## DIRECTIONS
[1] In two sentences, what does the post about OEIS sequences A001579 and A001550 say?
[2] Pick up the post about OEIS sequences after its final sentence and keep writing.

A001579, A001550, etc.

[Henry Gould]

Sequence A001579 concerns 3, 14, 70, 368, 2002, 11144, 63010, 360248, .
. . about
which the OEIS gives the formula 3^n + 5^n + g^n. NO reference or other
information is given. Why was this particular sequence chosen to be
listed?

Sequence A001550 which concerns 3, 6, 14, 36, 98, 276, 794, . . .    is
also listed
and a reference is given to Abramowitz and Stegun, Handbook of
Mathematical Tables
and Functions (the valuable old Bureau of Standards book) and the
formula
1^n + 2^n  + 3^n is given. I can understand why  this might be listed,
because
the general series 1^n + 2^n + 3^n + 4^n + . . . + k^n  is  the natural
and useful
sum of the n-th powers of the first k natural numbers.

I also tried to find the sequences with formulas 1^n + 3^n + 6^n,  1^ +
3^n + 5^n,
3^n + 5^n + 7^n,  2^n + 3^n + 7^n,   3^n + 4^n + 5^n, and a number other
examples
of sequences given by the trinomial  a^n + b^n + c^n, and came up quite
empty-
handed.

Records
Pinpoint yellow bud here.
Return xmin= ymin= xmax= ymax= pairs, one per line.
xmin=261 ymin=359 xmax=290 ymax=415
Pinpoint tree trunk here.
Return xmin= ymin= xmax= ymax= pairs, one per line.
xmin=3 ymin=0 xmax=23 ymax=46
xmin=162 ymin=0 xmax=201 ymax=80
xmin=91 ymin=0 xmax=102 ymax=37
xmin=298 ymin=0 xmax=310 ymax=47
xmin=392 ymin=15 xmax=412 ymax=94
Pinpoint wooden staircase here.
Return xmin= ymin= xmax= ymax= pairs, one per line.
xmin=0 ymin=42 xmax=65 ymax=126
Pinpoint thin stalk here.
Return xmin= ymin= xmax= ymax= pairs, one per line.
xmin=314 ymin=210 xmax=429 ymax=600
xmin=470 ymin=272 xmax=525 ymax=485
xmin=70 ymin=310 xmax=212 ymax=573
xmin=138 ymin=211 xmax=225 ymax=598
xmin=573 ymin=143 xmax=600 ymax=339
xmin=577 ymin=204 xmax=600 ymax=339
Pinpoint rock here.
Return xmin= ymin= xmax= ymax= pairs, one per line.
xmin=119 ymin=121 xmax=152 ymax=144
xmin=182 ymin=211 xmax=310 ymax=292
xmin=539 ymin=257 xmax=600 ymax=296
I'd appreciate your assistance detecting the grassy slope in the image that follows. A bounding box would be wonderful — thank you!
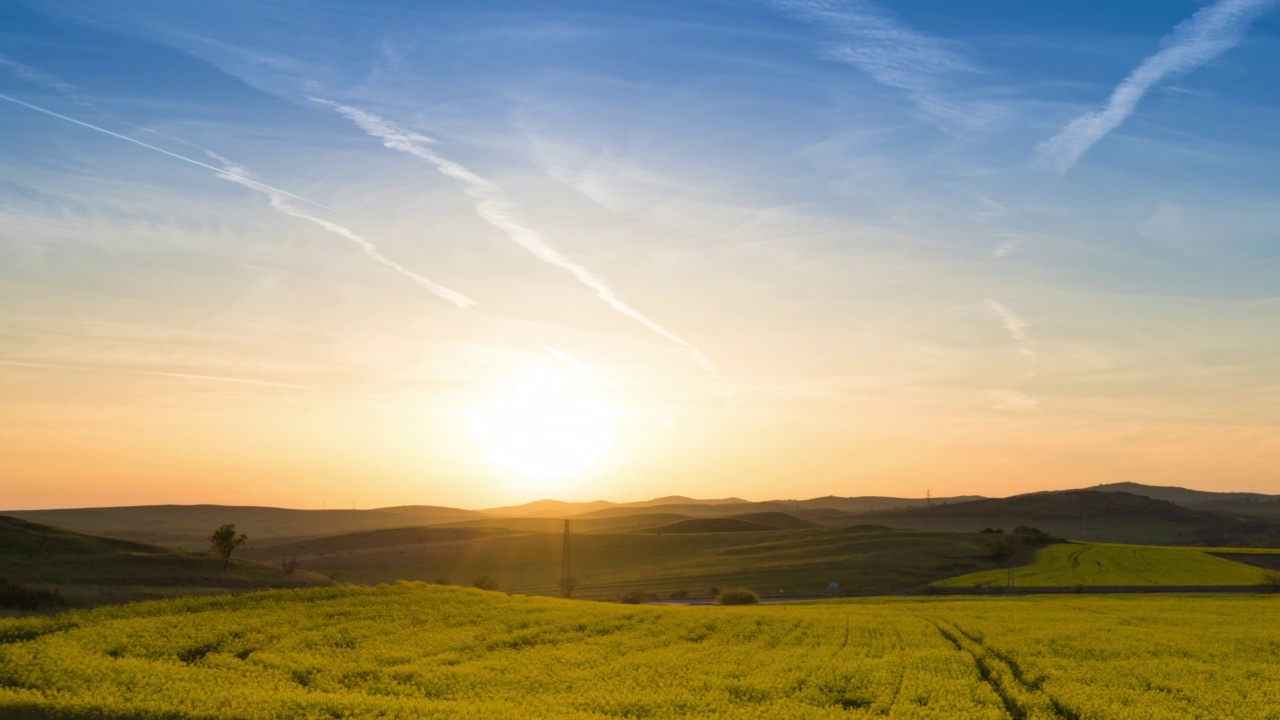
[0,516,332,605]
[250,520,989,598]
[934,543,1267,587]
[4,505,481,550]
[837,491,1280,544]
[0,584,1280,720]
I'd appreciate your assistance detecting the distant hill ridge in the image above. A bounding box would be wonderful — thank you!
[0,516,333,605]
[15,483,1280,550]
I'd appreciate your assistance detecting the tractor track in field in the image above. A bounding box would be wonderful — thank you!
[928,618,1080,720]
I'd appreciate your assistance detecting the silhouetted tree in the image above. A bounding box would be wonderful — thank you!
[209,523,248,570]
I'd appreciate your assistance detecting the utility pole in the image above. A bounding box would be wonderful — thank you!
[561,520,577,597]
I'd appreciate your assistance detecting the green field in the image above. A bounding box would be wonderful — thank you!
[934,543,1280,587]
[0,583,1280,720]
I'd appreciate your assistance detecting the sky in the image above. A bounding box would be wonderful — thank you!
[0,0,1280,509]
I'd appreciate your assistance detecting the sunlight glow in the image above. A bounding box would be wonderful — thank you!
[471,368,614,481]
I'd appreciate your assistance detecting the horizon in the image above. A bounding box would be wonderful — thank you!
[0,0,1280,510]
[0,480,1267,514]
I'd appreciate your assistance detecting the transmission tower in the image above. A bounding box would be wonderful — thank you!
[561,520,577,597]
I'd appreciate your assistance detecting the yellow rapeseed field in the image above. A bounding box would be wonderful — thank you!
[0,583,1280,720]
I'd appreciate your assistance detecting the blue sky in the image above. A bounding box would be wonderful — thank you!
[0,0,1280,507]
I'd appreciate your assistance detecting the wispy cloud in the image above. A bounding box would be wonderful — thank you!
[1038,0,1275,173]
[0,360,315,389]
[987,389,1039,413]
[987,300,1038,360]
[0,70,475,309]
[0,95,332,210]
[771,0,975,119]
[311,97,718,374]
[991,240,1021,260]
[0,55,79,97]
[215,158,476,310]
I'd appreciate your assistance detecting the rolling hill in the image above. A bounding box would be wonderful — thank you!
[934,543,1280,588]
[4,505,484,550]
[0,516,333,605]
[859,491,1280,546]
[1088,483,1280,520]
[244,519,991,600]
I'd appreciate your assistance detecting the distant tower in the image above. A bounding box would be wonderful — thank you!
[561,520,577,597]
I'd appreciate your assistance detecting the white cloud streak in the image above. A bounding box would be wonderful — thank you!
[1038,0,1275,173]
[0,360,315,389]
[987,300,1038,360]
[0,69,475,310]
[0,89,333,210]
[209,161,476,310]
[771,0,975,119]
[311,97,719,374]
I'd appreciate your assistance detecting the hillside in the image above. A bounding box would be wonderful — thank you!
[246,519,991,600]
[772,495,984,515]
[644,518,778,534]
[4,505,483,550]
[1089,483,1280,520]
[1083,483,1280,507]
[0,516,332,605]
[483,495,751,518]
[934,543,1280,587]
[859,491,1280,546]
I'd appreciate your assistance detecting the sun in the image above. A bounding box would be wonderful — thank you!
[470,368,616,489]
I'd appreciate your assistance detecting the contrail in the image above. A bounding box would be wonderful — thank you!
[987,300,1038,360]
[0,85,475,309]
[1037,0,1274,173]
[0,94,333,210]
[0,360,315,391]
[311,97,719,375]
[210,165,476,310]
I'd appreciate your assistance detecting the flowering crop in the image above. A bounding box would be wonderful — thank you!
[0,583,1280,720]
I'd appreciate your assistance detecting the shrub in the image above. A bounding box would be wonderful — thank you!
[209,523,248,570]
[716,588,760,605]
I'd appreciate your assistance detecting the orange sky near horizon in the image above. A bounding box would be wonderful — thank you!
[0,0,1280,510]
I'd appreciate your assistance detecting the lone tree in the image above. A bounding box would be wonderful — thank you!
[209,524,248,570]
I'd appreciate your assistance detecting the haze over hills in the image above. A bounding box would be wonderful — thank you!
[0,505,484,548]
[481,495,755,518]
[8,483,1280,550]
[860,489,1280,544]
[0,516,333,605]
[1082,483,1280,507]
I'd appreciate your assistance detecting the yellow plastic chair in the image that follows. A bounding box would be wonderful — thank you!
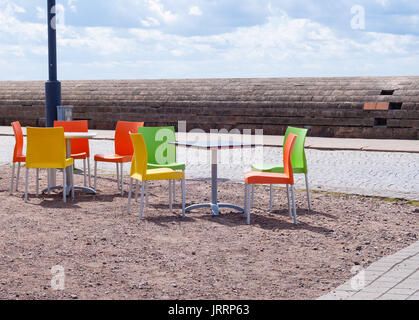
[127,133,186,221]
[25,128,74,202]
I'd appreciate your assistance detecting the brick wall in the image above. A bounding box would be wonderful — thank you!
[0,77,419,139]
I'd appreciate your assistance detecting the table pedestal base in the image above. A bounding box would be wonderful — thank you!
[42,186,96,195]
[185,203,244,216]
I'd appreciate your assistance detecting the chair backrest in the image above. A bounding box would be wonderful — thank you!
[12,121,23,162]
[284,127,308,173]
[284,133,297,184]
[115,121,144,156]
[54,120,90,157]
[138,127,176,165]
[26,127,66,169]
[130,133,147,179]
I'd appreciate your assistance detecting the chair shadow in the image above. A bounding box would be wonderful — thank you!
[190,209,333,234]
...
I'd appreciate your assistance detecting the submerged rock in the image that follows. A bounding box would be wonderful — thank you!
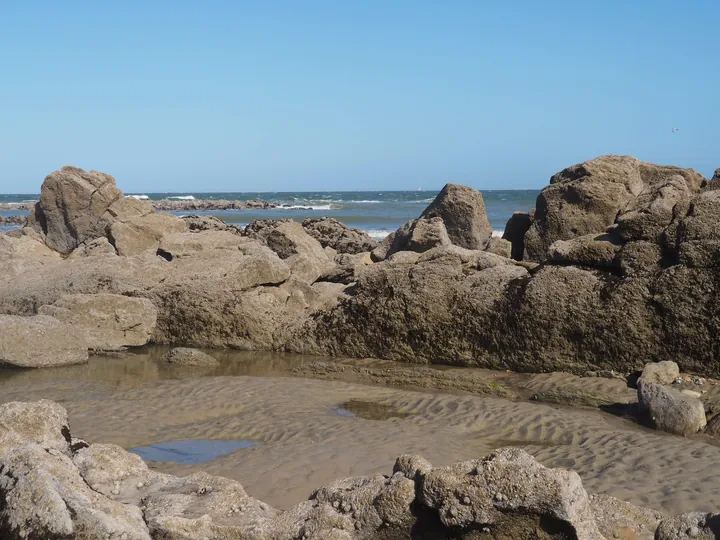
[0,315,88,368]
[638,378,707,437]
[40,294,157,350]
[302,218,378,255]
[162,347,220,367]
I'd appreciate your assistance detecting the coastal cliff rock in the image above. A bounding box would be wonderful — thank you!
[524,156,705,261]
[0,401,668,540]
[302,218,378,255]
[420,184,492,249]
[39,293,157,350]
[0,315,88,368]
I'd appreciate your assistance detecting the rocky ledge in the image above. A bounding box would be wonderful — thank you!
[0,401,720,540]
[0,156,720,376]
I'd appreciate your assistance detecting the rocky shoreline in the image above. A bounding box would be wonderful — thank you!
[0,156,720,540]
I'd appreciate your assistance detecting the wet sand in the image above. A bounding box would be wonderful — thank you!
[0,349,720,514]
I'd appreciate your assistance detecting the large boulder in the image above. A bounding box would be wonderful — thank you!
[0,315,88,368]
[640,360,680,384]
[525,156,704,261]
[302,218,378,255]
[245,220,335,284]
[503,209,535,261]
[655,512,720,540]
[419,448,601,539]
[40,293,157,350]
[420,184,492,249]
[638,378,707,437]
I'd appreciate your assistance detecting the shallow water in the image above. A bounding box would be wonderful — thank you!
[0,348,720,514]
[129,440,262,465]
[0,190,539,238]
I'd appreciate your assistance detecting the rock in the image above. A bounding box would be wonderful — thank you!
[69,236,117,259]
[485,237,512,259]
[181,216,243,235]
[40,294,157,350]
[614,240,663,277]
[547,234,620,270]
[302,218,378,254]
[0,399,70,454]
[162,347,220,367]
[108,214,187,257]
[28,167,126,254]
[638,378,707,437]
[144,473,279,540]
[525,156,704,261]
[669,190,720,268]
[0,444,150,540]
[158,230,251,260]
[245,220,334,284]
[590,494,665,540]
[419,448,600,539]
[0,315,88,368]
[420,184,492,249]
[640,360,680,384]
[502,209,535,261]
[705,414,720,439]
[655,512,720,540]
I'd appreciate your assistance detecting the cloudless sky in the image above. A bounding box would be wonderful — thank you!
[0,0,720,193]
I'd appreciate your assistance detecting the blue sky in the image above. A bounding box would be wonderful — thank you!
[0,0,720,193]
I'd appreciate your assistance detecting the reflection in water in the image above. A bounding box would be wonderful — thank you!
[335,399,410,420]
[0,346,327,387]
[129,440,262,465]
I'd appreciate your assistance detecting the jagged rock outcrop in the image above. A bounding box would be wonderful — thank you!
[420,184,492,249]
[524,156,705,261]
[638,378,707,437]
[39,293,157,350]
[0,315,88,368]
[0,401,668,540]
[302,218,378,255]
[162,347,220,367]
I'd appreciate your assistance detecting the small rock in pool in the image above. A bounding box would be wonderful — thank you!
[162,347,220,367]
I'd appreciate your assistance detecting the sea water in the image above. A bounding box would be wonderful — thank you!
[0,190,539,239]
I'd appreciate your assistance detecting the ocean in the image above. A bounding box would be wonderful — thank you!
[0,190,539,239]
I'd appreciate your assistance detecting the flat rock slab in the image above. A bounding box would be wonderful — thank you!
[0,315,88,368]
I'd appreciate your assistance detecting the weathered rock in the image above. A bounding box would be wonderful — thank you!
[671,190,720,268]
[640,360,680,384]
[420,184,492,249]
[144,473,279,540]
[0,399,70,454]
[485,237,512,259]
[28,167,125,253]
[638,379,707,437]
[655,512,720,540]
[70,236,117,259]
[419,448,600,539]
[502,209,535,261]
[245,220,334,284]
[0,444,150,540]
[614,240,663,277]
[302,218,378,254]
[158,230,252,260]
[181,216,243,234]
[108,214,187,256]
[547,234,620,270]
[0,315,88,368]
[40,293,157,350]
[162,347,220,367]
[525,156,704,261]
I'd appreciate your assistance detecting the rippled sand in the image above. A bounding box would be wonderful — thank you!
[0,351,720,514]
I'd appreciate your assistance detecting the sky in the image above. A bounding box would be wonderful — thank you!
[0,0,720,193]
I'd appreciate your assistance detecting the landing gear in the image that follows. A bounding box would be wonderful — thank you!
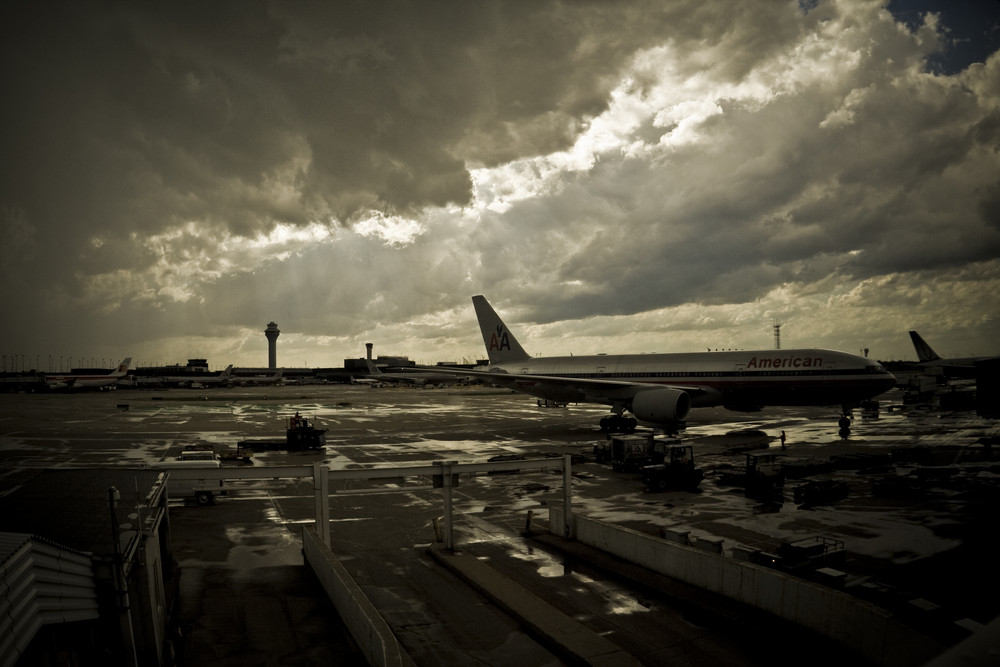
...
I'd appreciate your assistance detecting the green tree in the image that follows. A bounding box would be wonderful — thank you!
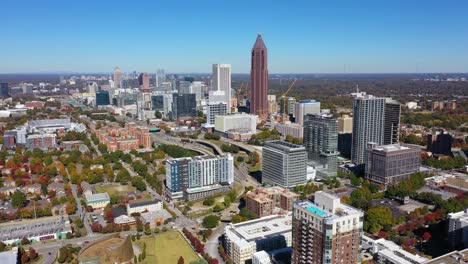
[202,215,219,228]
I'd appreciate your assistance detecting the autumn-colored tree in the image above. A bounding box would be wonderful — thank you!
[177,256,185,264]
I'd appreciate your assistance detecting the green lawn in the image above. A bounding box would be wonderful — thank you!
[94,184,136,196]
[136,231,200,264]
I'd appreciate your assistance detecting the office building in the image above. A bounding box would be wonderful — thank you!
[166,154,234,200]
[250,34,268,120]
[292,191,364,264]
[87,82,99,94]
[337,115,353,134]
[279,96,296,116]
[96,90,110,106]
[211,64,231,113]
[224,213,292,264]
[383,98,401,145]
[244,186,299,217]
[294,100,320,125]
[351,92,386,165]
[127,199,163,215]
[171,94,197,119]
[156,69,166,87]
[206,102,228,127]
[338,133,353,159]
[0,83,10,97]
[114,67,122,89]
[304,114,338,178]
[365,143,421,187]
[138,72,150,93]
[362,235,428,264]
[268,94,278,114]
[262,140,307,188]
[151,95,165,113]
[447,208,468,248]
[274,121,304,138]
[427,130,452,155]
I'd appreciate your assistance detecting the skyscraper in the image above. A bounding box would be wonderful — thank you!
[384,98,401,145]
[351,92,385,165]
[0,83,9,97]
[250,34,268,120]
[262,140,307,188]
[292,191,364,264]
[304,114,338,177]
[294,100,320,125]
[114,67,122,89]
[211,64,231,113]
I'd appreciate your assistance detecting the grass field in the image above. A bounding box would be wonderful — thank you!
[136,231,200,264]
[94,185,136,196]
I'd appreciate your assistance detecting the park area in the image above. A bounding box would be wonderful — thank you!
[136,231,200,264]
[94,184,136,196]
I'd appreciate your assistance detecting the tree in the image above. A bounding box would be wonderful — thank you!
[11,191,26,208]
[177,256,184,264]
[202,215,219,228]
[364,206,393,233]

## RESULTS IN ORDER
[1] The post asks why sequence A001579 (3, 14, 70, 368, ...) appears in the OEIS with a formula but no reference or other information, while A001550 (3, 6, 14, 36, ...) makes sense to list: it cites the Abramowitz and Stegun Handbook and gives the formula 1^n + 2^n + 3^n, which fits the natural and useful sum of the n-th powers of the first k natural numbers. The writer also looked for several other sequences of the form a^n + b^n + c^n, such as 3^n + 5^n + 7^n and 3^n + 4^n + 5^n, and came up empty-handed.

[2]
In view of this I wonder why sequence A001579 is listed?

Seqfans may be slightly amused as to why I am curious about A001579 in
the
first place. While I haven't thought about any combinatorial or
number-theoretic
significance of the sequence, I was getting ready to pay my bill at a
local
restaurant and the amount was $6.53. I have the Hardy-Ramanujanish habit
of
looking for interesting thing about any and all numbers, so I quickly
calculated
the values of many terms of 3, 14, 70, 368, 2002, 11144, 63010, 360248,
. . .
and found not only the present year 2002, but also my house number 368,
and
thereby the sequence became of interest.

With reference to my paper :The Girard-Waring power sum formulas for
symmetric functions and Fibonacci sequences", Fibonacci Quarterly,
37(1999),
No. 2, May, pp. 135-140, it is clear that the sequences of form  a^n +
b^n + c^n

are sums involving the expression (n/n-2k) C(n-2k,k) where C is, of
course.
the usual binomial coefficient, and therefore the sequence a^n + b^n +
c^n
has combinatorial significance.

The question I come down to, then, is this: For which values of a, b, c,
should
we list the sequences values in OEIS? This is one reason I tried a
number of
different values of a, b, and c.

More generally, we should consider  A_n  =  a^n + b^n + c^n + d^n + . .
. +k^n.

Does any one have any keen ideas about these matters?

I wish first of all to know how come 3, 14, 70, 368, 2002, 11144, etc.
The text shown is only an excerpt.